## REQUIRED TASK A
Print the part of the page excerpt that runs from "We see a similar" to "sequels were released.".

## PAGE EXCERPT
---

Some might be wondering: The spline on date interacting with the film dummy variables had basically the same performance, what does that model look like?
# spline -----------------------------------------------------------------------
(best_results <- cv_res %>%
pull_workflow_set_result("spline_linear_reg") %>%
select_best(metric = "rmse"))
## # A tibble: 1 x 2
## deg_free .config
## <int> <chr>
## 1 8 Preprocessor12_Model1
final_fit <- cv_res %>%
pull_workflow("spline_linear_reg") %>%
finalize_workflow(best_results) %>%
fit(dat_train)
dat_test$pred_spline <- predict(final_fit, dat_test)$.pred
ggplot(dat_test, aes(x = date, y = stars)) +
facet_wrap(~ film) +
geom_vline(aes(xintercept = tfa)) +
geom_vline(aes(xintercept = tlj)) +
geom_vline(aes(xintercept = tros)) +
geom_count(alpha = .3) +
geom_line(aes(x = date, y = pred_spline), color = "blue") +
theme(legend.position = "top")
We see a similar trend, albeit smoother. I would probably use this model if I had to do prediction, given the noisiness of the random forest prediction (I would also round predictions to the nearest half star, which would help stabilize things). But that isn’t really what I was trying to do here. I was looking for some obvious evidence that people started judging the prequels better once the sequels were released.
And the data here pass the best statistical test of all: the interocular trauma test. The data are obvious in that positive reviews spiked after the release of The Last Jedi. To my knowledge, Joe Berkson coined the name of this test, and it first shows up in 1963 in Edwards, Lindman, and Savage’s “Bayesian Statistical Inference for Psychological Research” in Psychological Review, 70(3):
“The preceding paragraph illustrates a procedure that statisticians of all schools find important but elusive. It has been called the interocular traumatic test; you know what the data mean when the conclusion hits you between the eyes.”

---

Extracted records:

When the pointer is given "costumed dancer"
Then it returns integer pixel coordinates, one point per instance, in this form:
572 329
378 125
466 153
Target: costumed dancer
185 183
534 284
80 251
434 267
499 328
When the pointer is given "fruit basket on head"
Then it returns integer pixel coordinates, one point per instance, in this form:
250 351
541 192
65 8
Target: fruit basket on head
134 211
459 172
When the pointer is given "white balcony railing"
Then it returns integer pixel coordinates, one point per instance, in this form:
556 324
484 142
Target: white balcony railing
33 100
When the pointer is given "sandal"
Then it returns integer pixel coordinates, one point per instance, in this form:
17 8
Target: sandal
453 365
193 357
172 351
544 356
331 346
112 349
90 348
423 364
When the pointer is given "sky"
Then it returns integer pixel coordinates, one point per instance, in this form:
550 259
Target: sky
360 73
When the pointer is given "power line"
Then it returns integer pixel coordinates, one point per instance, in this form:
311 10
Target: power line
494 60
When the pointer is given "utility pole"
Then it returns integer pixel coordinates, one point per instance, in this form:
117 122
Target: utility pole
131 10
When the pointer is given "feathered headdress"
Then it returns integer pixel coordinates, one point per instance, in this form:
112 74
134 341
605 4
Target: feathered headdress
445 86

---

## REQUIRED TASK B
Show every line of the records that contains the word "sandal".

## COMPLETE RESPONSE A
We see a similar trend, albeit smoother. I would probably use this model if I had to do prediction, given the noisiness of the random forest prediction (I would also round predictions to the nearest half star, which would help stabilize things). But that isn’t really what I was trying to do here. I was looking for some obvious evidence that people started judging the prequels better once the sequels were released.

## COMPLETE RESPONSE B
When the pointer is given "sandal"
Target: sandal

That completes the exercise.